_SUPPLIED PASSAGE_.
▬▬▬

Google is not alone. A team including computational biologists at Stanford University announced its Virtual Lab system in November last year2 — a version of which Montine was playing with. And a group based at the Shanghai Artificial Intelligence Laboratory in China proposed a similar virtual-scientist system, called VirSci, last October3; the researchers are building it now.
Rick Stevens, a computer scientist at the University of Chicago and at Argonne National Laboratory, both in Illinois, says that he and other computationally adept researchers are creating their own such systems by setting up AI personas that then interact. “I mean, everybody can do it,” he says.
In many of these systems, the large language models (LLMs) involved don’t just bounce ideas off each other. They also search the Internet, execute code and interact with other software tools, making them part of ‘agentic AI’, a fuzzy term that refers to LLMs autonomously undertaking tasks, although in practice there is often a lot of human oversight. A group of AI agents can be woven into a larger system that can work on high-level problems for hours without getting distracted or confused, Stevens says.
“It’s not really fundamentally that different than having more colleagues, in some sense,” he says, “except that they don’t get tired, and they’ve been trained on everything.”
To explore what it’s like to work with a virtual team, Nature asked a few scientists to trial a version of the Stanford system and spoke to some who have used Google’s AI co-scientist. Does a network of chatbots talk like a room full of Nobel prizewinners or undergraduates? Are the ideas they generate nonsensical, boring and trivial, or smart, valuable and insightful?

▬▬▬

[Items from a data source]

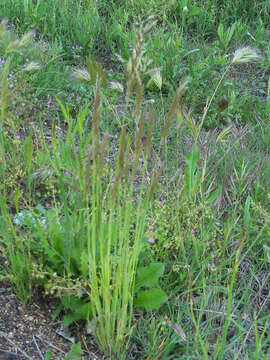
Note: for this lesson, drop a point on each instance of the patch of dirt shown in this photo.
(28, 331)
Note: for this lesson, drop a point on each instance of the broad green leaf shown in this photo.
(150, 299)
(149, 275)
(190, 169)
(195, 10)
(214, 195)
(223, 133)
(247, 213)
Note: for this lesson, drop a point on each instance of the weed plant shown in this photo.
(106, 200)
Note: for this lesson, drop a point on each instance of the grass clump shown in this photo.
(142, 202)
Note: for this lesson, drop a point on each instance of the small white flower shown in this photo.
(33, 65)
(115, 85)
(81, 74)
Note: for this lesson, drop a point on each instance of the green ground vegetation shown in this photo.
(135, 171)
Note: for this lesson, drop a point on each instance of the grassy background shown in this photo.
(208, 221)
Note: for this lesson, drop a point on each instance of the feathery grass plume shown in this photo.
(179, 92)
(13, 46)
(245, 55)
(135, 61)
(33, 65)
(82, 74)
(3, 28)
(155, 77)
(27, 38)
(149, 134)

▬▬▬

_QUESTIONS ON THE MATERIAL_.
(a) In the passage on virtual AI research teams, what is the name of the system proposed by the group at the Shanghai Artificial Intelligence Laboratory?
(b) Please write the next few paragraphs of the passage on virtual AI research teams, starting after its last sentence.
The data is material separate from the passage on virtual AI research teams.

_PER-TASK ANSWERS_.
(a) VirSci

(b)
Multiple personalities
All co-scientist systems assign roles or personalities to agents and get them to interact, but the details vary. The Virtual Lab, built by computer scientist Kyle Swanson in James Zou’s group at Stanford University and his colleagues, comes with two default characters, both (for now) powered by the LLM GPT-4o from tech firm OpenAI in San Francisco, California. These characters are a principal investigator and a critic — an agent told to provide helpful feedback. The user (or the AI’s principal investigator) can then add as many agents as they like, of any kind, writing in simple descriptions for each agent to guide the characters’ interactions. The user chooses how many turns the agents have to ‘speak’, and a meeting transcript is produced in minutes. The team is working on ways to train the agents on literature that is relevant to the characters’ described expertise (as others have done4), rather than merely telling them to assume specific roles.
The Google co-scientist, developed by Google Deep Mind’s Alan Karthikesalingam in London and Vivek Natarajan in Mountain View, California, and their colleagues, is an extension of the researchers’ work on AI that is specialized in biomedicine, including the LLM Med-PaLM.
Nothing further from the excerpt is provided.